-- START --

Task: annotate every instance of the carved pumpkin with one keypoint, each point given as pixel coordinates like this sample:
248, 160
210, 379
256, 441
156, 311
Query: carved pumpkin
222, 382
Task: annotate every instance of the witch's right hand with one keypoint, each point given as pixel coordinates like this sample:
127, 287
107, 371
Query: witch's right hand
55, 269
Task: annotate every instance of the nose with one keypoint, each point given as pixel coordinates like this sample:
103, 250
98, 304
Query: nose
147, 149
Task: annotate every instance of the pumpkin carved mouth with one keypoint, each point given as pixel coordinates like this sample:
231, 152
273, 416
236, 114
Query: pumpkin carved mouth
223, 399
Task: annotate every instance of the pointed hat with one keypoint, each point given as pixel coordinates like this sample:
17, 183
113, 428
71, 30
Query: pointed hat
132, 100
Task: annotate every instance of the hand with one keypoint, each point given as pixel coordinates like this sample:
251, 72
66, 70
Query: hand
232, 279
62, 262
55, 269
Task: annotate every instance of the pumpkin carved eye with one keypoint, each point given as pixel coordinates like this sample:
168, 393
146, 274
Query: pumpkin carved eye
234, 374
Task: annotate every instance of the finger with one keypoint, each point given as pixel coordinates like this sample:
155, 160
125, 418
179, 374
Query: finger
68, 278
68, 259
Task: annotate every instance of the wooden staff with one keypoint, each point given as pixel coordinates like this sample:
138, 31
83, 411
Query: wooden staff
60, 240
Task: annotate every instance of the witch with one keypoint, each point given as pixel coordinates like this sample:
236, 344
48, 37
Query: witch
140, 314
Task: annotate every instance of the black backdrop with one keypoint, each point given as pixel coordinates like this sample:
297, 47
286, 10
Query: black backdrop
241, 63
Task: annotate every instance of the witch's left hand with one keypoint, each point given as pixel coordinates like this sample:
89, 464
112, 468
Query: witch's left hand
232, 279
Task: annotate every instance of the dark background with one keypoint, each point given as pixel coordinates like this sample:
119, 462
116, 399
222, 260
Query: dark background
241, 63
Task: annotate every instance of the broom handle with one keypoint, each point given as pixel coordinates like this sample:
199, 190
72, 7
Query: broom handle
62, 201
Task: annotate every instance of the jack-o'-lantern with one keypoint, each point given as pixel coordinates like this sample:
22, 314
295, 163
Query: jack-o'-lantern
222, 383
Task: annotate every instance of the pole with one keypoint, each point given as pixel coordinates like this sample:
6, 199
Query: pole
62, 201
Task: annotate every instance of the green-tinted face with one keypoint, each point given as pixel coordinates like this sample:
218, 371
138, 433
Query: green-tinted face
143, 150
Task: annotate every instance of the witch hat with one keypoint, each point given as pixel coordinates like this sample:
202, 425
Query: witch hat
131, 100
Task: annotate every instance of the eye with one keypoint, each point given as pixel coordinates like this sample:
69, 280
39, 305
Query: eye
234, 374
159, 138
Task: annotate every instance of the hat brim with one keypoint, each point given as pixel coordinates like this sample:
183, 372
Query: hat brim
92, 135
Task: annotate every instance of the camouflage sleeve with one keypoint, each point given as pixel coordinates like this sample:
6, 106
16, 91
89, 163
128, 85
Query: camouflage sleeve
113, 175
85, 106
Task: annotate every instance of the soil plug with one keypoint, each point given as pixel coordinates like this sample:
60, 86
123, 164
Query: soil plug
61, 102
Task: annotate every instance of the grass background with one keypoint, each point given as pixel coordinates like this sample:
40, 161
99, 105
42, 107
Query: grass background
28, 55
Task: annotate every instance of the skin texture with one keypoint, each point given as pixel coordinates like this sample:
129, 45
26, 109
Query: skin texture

-- END --

Brief: Rewrite the rows from the line containing "Task: annotate every instance of the eye" through the last row, keeping every line, requests included. Add 99 to each coordinate in the answer points, and leave the sample coordinates under each request unchanged.

Full response:
Task: annotate every instance of the eye with one keypoint, each point given as pixel coordinates like this sample:
69, 280
39, 305
Query: eye
333, 473
258, 237
Task: annotate every instance of the hat brim with one keypoint, each point given as pixel coordinates like this sample:
183, 372
Query: hat brim
191, 234
Task: annotate every instance of the camouflage sleeve with one keypoint, each point given as pixel coordinates like this sample:
6, 106
16, 91
89, 163
128, 85
Query: camouflage sleeve
212, 274
184, 205
Task: annotate every instance of the soil plug with one keypoint, each point given as pixel coordinates like this sample:
60, 86
123, 164
Query: soil plug
160, 201
Task: annotate every instance of the grass background with one keypoint, each point given as pixel coordinates like this sample:
40, 161
99, 105
42, 107
Query: grass background
127, 154
Task: annotate every instance of the skin texture with one keypoint, each point given as pixel coordinates like this sample:
129, 45
26, 109
Query: skin texture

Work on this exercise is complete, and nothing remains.